_Exercise requirements:_ Output the lines of the items from the one containing "Exercise. Find the decorative" through the one containing "pixel 265 153", both included, as a Markdown table with a Row column for the row number and a Line column for the line, leaving out blank lines.

=== Data provided ===

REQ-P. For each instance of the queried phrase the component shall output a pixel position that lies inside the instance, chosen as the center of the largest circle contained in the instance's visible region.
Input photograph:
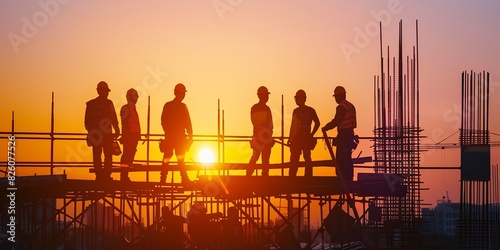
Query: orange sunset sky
(224, 50)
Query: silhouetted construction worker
(262, 138)
(173, 228)
(345, 121)
(301, 138)
(176, 124)
(100, 116)
(131, 132)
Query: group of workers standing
(101, 119)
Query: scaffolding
(397, 143)
(478, 227)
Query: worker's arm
(339, 115)
(114, 120)
(316, 122)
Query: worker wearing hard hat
(345, 121)
(100, 118)
(262, 138)
(131, 132)
(176, 124)
(301, 139)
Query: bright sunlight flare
(206, 155)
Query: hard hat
(180, 88)
(300, 93)
(262, 90)
(132, 92)
(338, 90)
(103, 85)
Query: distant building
(446, 218)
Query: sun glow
(206, 155)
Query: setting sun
(206, 155)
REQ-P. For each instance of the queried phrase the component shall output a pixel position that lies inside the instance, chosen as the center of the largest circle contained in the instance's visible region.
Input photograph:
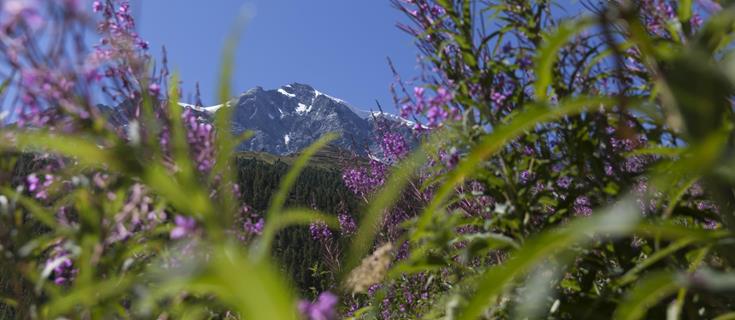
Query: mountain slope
(290, 118)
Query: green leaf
(399, 178)
(646, 294)
(531, 116)
(547, 54)
(617, 220)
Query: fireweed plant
(568, 165)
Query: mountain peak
(287, 119)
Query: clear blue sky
(337, 46)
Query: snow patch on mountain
(285, 93)
(302, 108)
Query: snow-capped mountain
(290, 118)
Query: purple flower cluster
(39, 187)
(526, 176)
(364, 180)
(324, 308)
(200, 135)
(137, 214)
(582, 206)
(320, 231)
(61, 265)
(436, 109)
(394, 146)
(184, 226)
(347, 224)
(254, 225)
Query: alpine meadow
(549, 159)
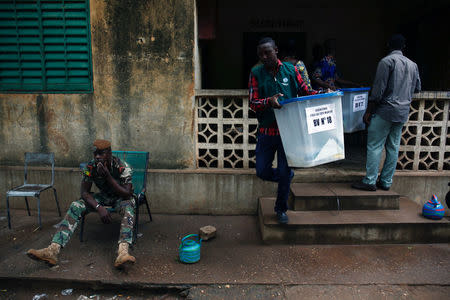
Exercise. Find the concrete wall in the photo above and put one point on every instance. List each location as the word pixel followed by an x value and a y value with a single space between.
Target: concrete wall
pixel 214 191
pixel 142 53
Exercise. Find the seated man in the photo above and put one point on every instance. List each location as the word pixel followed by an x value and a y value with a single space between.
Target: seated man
pixel 113 178
pixel 325 75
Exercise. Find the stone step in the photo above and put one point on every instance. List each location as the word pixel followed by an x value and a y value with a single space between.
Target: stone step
pixel 328 196
pixel 405 225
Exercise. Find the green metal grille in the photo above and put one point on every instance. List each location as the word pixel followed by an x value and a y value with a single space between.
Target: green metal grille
pixel 45 46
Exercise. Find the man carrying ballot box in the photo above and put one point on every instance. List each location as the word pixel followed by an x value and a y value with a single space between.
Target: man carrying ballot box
pixel 270 81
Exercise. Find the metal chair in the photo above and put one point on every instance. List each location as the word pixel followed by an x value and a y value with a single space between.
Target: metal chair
pixel 33 189
pixel 138 161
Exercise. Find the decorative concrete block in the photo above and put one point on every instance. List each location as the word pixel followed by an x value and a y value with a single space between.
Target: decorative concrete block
pixel 207 232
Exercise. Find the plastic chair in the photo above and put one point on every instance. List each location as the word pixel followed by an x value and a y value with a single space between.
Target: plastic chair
pixel 34 189
pixel 138 161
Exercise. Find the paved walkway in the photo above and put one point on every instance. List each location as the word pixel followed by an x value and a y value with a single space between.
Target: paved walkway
pixel 236 259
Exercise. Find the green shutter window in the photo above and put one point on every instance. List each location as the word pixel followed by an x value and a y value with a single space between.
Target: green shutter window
pixel 45 46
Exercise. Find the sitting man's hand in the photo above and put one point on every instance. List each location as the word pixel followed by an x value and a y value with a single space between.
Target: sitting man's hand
pixel 273 101
pixel 102 170
pixel 105 216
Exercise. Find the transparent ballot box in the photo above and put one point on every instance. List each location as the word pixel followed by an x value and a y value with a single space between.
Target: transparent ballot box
pixel 354 104
pixel 311 129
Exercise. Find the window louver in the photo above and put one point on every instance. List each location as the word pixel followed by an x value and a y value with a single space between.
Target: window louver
pixel 45 46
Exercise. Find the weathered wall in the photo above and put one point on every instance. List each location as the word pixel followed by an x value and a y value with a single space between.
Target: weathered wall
pixel 212 191
pixel 142 53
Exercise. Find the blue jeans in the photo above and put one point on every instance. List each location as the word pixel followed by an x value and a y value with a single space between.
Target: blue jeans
pixel 382 133
pixel 265 153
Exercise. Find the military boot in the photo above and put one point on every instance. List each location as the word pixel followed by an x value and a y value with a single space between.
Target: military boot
pixel 123 257
pixel 48 255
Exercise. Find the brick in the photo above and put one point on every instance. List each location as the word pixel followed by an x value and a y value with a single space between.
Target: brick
pixel 207 232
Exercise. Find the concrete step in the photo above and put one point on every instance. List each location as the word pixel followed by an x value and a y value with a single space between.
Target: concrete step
pixel 327 196
pixel 405 225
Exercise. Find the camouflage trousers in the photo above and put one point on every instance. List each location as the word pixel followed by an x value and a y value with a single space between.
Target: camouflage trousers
pixel 73 216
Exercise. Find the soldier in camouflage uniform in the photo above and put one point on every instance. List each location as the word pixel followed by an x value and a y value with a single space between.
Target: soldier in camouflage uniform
pixel 113 178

===

_Response:_
| Row | Line |
|---|---|
| 1 | Exercise. Find the decorative concrete block in the photo above and put one point on every instance. List each location as the word pixel followed by an x value and a y value with a single space between. |
| 2 | Target: decorative concrete block |
| 3 | pixel 207 232 |
| 4 | Exercise. Find the plastic chair in the photo above and put one point on every instance. List each location as the word pixel followed by an x value and a y value with a single space between. |
| 5 | Target: plastic chair |
| 6 | pixel 34 189 |
| 7 | pixel 138 161 |
| 8 | Exercise. Find the paved walkway in the photo above and put one point on every instance. List each location as the word pixel followed by an x value and a y value with a single space between. |
| 9 | Target: paved walkway |
| 10 | pixel 236 259 |
| 11 | Exercise. Find the green shutter window in the photo above and put one point on every instance. List each location as the word pixel followed by an x value and a y value with a single space between. |
| 12 | Target: green shutter window |
| 13 | pixel 45 46 |
| 14 | Exercise. Find the sitting man's hand in the photo above and put one point on every instance. List each location as the word pixel followed by an x value and a y value with a single space between. |
| 15 | Target: sitting man's hand |
| 16 | pixel 273 101 |
| 17 | pixel 102 170 |
| 18 | pixel 105 216 |
| 19 | Exercise. Find the transparent ballot box in the photo above and put one point on every instance. List each location as the word pixel followed by an x value and a y value with a single space between. |
| 20 | Target: transparent ballot box |
| 21 | pixel 354 104 |
| 22 | pixel 311 129 |
| 23 | Exercise. Find the window louver in the photo above and put one point on every instance. List each location as the word pixel followed by an x value and a y value with a single space between. |
| 24 | Target: window louver |
| 25 | pixel 45 46 |
| 26 | Exercise. Find the weathered wall in the photo above and put one point on every instance. List each location as the word pixel followed by an x value and a y value with a single space between. |
| 27 | Target: weathered wall |
| 28 | pixel 212 191 |
| 29 | pixel 142 53 |
| 30 | Exercise. Find the blue jeans in the photo above and put one point on every instance. List each location as the word pixel followed by an x value and a y value with a single space between. |
| 31 | Target: blue jeans |
| 32 | pixel 382 133 |
| 33 | pixel 265 153 |